Given task
Convert the listing below into a JSON array of strings, one string per line, and leave out any blank lines.

Dataset excerpts
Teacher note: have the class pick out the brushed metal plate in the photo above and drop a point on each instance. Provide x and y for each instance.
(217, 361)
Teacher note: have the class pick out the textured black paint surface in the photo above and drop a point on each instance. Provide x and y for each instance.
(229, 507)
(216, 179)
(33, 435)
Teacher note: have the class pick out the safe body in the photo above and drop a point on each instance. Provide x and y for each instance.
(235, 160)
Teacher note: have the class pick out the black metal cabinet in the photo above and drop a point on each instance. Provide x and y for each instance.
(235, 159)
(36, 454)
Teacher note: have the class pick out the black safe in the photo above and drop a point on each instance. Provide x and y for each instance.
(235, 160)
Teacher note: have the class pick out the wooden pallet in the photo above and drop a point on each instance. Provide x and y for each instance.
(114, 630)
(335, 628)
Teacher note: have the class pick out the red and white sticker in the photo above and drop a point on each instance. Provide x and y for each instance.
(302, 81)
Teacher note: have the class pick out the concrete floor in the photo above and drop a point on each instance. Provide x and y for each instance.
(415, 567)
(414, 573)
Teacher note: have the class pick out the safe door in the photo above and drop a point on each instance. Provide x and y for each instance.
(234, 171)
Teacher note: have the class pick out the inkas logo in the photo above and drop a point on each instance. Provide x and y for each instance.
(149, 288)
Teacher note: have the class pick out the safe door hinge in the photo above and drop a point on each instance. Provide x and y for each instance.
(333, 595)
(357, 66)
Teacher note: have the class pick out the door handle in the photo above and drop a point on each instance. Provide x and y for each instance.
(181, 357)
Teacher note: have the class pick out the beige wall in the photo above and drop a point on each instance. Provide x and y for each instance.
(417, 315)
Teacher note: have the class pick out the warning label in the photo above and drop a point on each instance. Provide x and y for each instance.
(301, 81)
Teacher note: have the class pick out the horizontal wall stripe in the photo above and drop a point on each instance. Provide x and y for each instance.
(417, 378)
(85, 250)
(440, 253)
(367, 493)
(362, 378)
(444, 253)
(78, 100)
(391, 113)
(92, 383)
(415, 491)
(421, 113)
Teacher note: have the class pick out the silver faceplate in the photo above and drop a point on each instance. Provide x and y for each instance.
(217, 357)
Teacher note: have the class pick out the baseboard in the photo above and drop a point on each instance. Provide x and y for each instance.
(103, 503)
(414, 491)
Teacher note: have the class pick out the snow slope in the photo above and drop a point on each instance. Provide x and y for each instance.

Completed exercise
[
  "Teacher note: have the class pick out the brushed metal plate in the photo above and drop a point on each instance. Provide x and y for each instance.",
  "(217, 361)",
  "Teacher note: have the class pick out the textured black paint surface in the photo above and drop a point on each instance. Provide x and y for each instance.",
  "(229, 507)",
  "(216, 179)",
  "(33, 435)",
  "Teacher note: have the class pick out the safe body in the photo above and drop a point on each instance. Provide x and y for each instance.",
  "(235, 160)",
  "Teacher note: have the class pick out the black metal cabinet in the photo above and drop a point on each instance. Provide x and y for each instance.",
  "(235, 159)",
  "(36, 454)",
  "Teacher note: have the class pick out the black safe in the photo above and drop a point on each instance. Provide x and y for each instance.",
  "(235, 160)",
  "Teacher note: have the class pick out the wooden pallet in the photo above and drop a point on each instance. Provide x and y for each instance.",
  "(114, 630)",
  "(335, 628)",
  "Teacher note: have the class pick out the red and white sticker in the photo above and drop a point on each instance. Provide x and y for each instance.",
  "(302, 81)",
  "Teacher note: have the class pick out the concrete floor in the photo above and drop a point on each instance. Provide x and y for each instance.",
  "(415, 567)",
  "(414, 573)",
  "Teacher note: have the class pick out the safe door in the photo above and drop a point on each instance. Provide x and y for each instance.",
  "(234, 171)",
  "Teacher note: have the class pick out the inkas logo in the photo above and drop a point on each instance. Provide x and y for each instance.",
  "(149, 288)",
  "Teacher note: have the class pick out the safe door hinge in the photo above and drop a point on each instance. Provide x and y for each instance.",
  "(333, 595)",
  "(357, 66)",
  "Teacher note: have the class pick out the door handle in the photo above and drop a point on each instance. Provide x and y for each instance.",
  "(181, 357)",
  "Teacher note: have the class pick out the beige wall in the photo above and drop a point on each instance. Provide x and y for each instance.",
  "(417, 315)",
  "Teacher note: have the class pick out the warning label in the photo above and drop a point on each instance. Provide x and y for each instance.",
  "(301, 81)",
  "Teacher note: have the class pick out the horizontal wall stripe in the photo above and drop a point on each instance. Provide x and y for each instance.",
  "(417, 378)",
  "(85, 250)",
  "(440, 253)",
  "(367, 493)",
  "(362, 378)",
  "(444, 253)",
  "(78, 100)",
  "(391, 113)",
  "(92, 383)",
  "(415, 491)",
  "(421, 113)",
  "Teacher note: have the class pick out the silver faceplate in the photo above and drop a point on each instance. Provide x and y for each instance.",
  "(217, 357)",
  "Teacher note: have the class pick out the baseboard in the photo above and drop a point on each instance. Provide x and y for each instance.",
  "(103, 503)",
  "(414, 491)",
  "Teacher note: have the class pick out the snow slope in the photo above and drop a point on each instance. Provide x and y for each instance."
]